INSTRUCTION
Copy the lines from the one with "Tag painted red" up to and including the one with "280, 163, 296, 177", swapping "Tag" for "Mark" and leaving everything else the same.

PROVIDED RECORDS
● ● ●

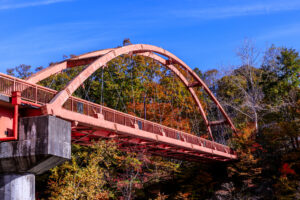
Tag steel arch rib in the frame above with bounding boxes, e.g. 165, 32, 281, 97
28, 44, 236, 134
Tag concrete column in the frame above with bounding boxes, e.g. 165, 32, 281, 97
0, 174, 35, 200
0, 116, 71, 200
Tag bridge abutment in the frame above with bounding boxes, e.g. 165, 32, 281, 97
0, 116, 71, 200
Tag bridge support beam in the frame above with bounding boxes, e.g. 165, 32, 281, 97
0, 116, 71, 200
0, 174, 35, 200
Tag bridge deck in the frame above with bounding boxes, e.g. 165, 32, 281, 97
0, 73, 237, 161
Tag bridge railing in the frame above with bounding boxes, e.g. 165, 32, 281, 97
64, 96, 234, 154
0, 73, 235, 155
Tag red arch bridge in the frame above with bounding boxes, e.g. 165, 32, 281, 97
0, 44, 237, 162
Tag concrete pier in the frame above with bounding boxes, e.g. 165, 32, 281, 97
0, 174, 35, 200
0, 116, 71, 200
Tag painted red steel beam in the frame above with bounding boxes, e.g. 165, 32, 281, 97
0, 91, 21, 141
24, 44, 236, 138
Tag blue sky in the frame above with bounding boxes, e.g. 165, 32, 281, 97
0, 0, 300, 72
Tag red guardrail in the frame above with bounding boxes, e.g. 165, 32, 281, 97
0, 73, 235, 155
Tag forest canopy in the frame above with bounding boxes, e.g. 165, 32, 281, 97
7, 39, 300, 199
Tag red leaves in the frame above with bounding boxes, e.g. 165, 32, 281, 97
280, 163, 296, 177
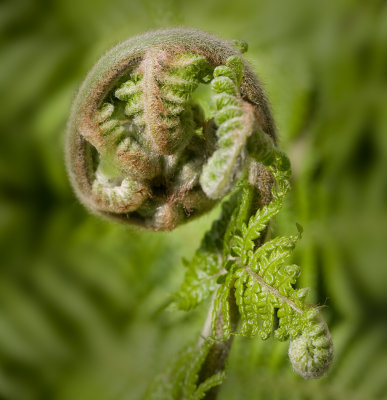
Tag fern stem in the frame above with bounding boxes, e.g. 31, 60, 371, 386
245, 266, 304, 314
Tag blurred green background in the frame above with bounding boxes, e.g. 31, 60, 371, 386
0, 0, 387, 400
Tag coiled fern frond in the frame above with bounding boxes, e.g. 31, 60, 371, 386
67, 29, 275, 230
67, 30, 333, 394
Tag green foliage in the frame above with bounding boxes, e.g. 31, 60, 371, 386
0, 0, 387, 400
200, 56, 253, 199
175, 150, 333, 378
144, 342, 225, 400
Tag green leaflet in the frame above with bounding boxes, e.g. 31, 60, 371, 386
144, 342, 225, 400
176, 148, 333, 379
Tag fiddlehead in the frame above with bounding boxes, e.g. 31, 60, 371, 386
67, 29, 274, 230
67, 29, 333, 399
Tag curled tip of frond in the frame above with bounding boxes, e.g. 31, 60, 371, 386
67, 29, 275, 230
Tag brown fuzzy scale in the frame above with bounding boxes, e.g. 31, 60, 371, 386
66, 28, 276, 230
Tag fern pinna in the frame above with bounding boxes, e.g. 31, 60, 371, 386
67, 29, 333, 400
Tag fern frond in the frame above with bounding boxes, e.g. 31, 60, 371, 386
115, 49, 210, 154
172, 191, 240, 311
200, 56, 254, 199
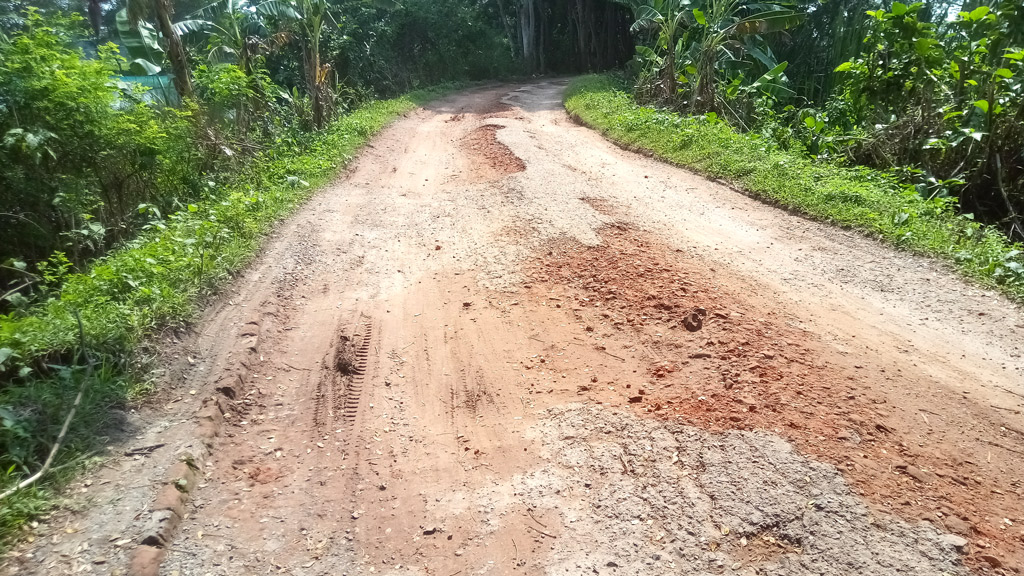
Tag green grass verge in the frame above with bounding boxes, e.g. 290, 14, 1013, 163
565, 75, 1024, 302
0, 83, 450, 543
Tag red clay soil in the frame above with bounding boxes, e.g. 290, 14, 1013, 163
531, 225, 1024, 571
462, 124, 526, 179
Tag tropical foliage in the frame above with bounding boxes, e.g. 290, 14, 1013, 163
617, 0, 1024, 239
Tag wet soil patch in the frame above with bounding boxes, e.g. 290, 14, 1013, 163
529, 225, 1024, 574
462, 124, 526, 179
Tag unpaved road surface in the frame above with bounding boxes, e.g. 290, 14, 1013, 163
4, 82, 1024, 576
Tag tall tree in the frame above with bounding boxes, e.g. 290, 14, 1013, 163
126, 0, 195, 99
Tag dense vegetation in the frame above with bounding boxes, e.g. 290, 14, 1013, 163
620, 0, 1024, 240
565, 76, 1024, 295
0, 0, 632, 539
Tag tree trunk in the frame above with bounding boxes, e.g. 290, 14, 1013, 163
498, 0, 517, 58
519, 0, 537, 74
153, 0, 193, 100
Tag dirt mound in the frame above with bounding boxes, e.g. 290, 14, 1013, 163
462, 124, 526, 180
528, 407, 968, 576
531, 225, 1024, 567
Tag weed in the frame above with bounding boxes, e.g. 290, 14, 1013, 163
0, 83, 450, 541
565, 76, 1024, 302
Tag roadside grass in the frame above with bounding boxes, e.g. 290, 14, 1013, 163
0, 86, 453, 548
564, 75, 1024, 302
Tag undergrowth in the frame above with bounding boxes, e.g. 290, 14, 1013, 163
0, 83, 456, 545
565, 75, 1024, 302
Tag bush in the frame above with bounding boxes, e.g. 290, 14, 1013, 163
0, 9, 207, 280
0, 80, 456, 541
565, 76, 1024, 301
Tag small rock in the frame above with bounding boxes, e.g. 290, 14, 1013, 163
942, 516, 971, 536
940, 534, 968, 550
978, 554, 1002, 570
906, 466, 939, 484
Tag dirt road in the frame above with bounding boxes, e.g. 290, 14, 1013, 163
4, 82, 1024, 576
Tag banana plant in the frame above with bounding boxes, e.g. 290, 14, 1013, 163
690, 0, 806, 113
256, 0, 396, 130
615, 0, 690, 98
118, 0, 194, 99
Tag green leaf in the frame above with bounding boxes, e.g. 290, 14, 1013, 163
733, 10, 807, 36
128, 58, 161, 76
969, 6, 991, 22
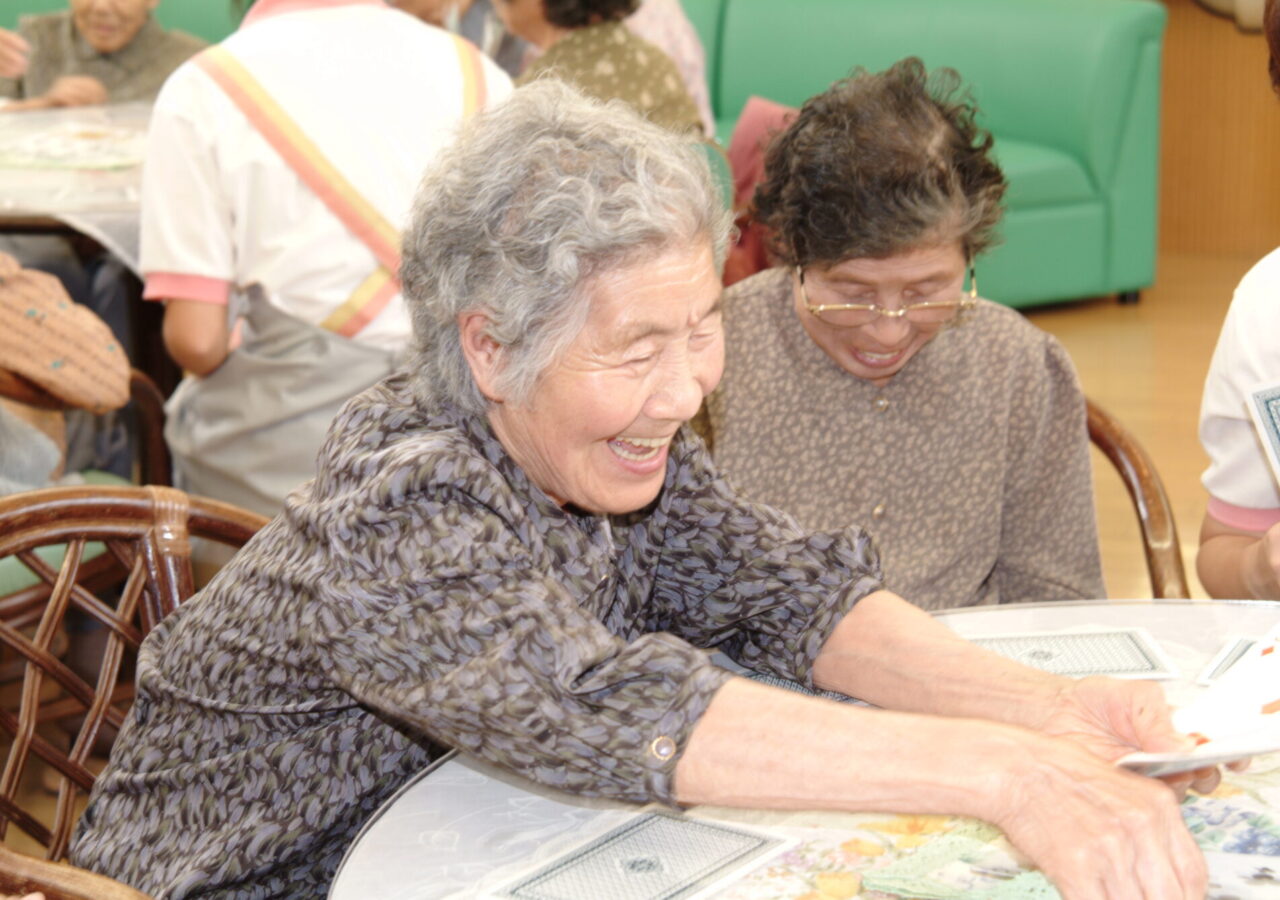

● ● ●

SOLUTION FOR THIS TASK
Mark painted red steel beam in the frame above with bounding boxes, e.g. 165, 32, 281, 97
0, 91, 21, 141
24, 44, 236, 138
Mark blue sky in the frame above with bounding boxes, e.g. 165, 32, 281, 97
0, 0, 300, 72
Mark red guardrail in the frame above with bounding boxes, e.g. 165, 32, 281, 97
0, 73, 235, 155
Mark forest canopy in the frame above with bounding boxes, e.g. 165, 32, 281, 97
7, 39, 300, 199
Mark red leaves in the frame above with bounding boxes, e.g. 165, 32, 281, 97
280, 163, 296, 177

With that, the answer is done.